**The exercise:**
Transcribe the records below word for word, starting at the line that contains "In the photo above, where can the red-brown" and ending after the line that contains "point(153, 58)". Include both of those lines and nothing outside them.

[Dataset excerpts on object pointing]
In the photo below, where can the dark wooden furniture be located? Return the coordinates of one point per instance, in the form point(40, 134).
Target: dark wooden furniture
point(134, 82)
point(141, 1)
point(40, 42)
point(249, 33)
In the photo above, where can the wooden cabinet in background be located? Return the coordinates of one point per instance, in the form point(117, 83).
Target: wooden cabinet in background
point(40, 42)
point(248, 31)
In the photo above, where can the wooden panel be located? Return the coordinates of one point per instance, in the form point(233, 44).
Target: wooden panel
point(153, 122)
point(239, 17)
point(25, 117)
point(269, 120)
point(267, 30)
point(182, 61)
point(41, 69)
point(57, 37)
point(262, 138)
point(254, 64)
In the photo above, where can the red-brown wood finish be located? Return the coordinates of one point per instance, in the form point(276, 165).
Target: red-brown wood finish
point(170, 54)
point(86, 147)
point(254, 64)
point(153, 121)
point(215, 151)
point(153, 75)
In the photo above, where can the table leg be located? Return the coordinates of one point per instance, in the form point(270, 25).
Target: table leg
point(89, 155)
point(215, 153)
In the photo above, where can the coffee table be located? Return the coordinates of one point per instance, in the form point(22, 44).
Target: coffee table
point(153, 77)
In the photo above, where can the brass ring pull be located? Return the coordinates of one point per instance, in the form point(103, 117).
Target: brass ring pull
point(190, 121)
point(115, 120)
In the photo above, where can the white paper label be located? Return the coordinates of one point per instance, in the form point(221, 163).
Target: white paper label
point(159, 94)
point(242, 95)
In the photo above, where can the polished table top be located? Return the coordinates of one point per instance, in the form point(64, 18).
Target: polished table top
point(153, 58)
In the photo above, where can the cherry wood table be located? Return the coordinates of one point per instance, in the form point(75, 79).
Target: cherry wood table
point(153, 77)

**Problem solution:**
In the photo above, where can the red-brown wood finish be located? Return the coordinates of one point per instance, in the form point(276, 165).
Target: red-brown wood finish
point(170, 54)
point(86, 147)
point(254, 64)
point(153, 121)
point(215, 151)
point(153, 75)
In the photo above, where can the table leg be located? Return the coordinates of one point per instance, in the form point(270, 25).
Target: table leg
point(89, 155)
point(215, 153)
In the photo above, where can the coffee table be located? Return the coordinates of one point per instance, in the form point(22, 44).
Target: coffee table
point(153, 77)
In the photo above, where can the brass ring pull be located? Return the coordinates of one point per instance, in the form point(103, 117).
Target: brass ring pull
point(190, 121)
point(115, 120)
In the photo above, where can the white paper label be located? Return the coordinates of one point per instance, in the form point(221, 163).
Target: white paper label
point(159, 94)
point(242, 95)
In the photo above, where can the polished table top be located? Return the coordinates of one point per instance, in the form point(64, 18).
Target: polished table top
point(153, 58)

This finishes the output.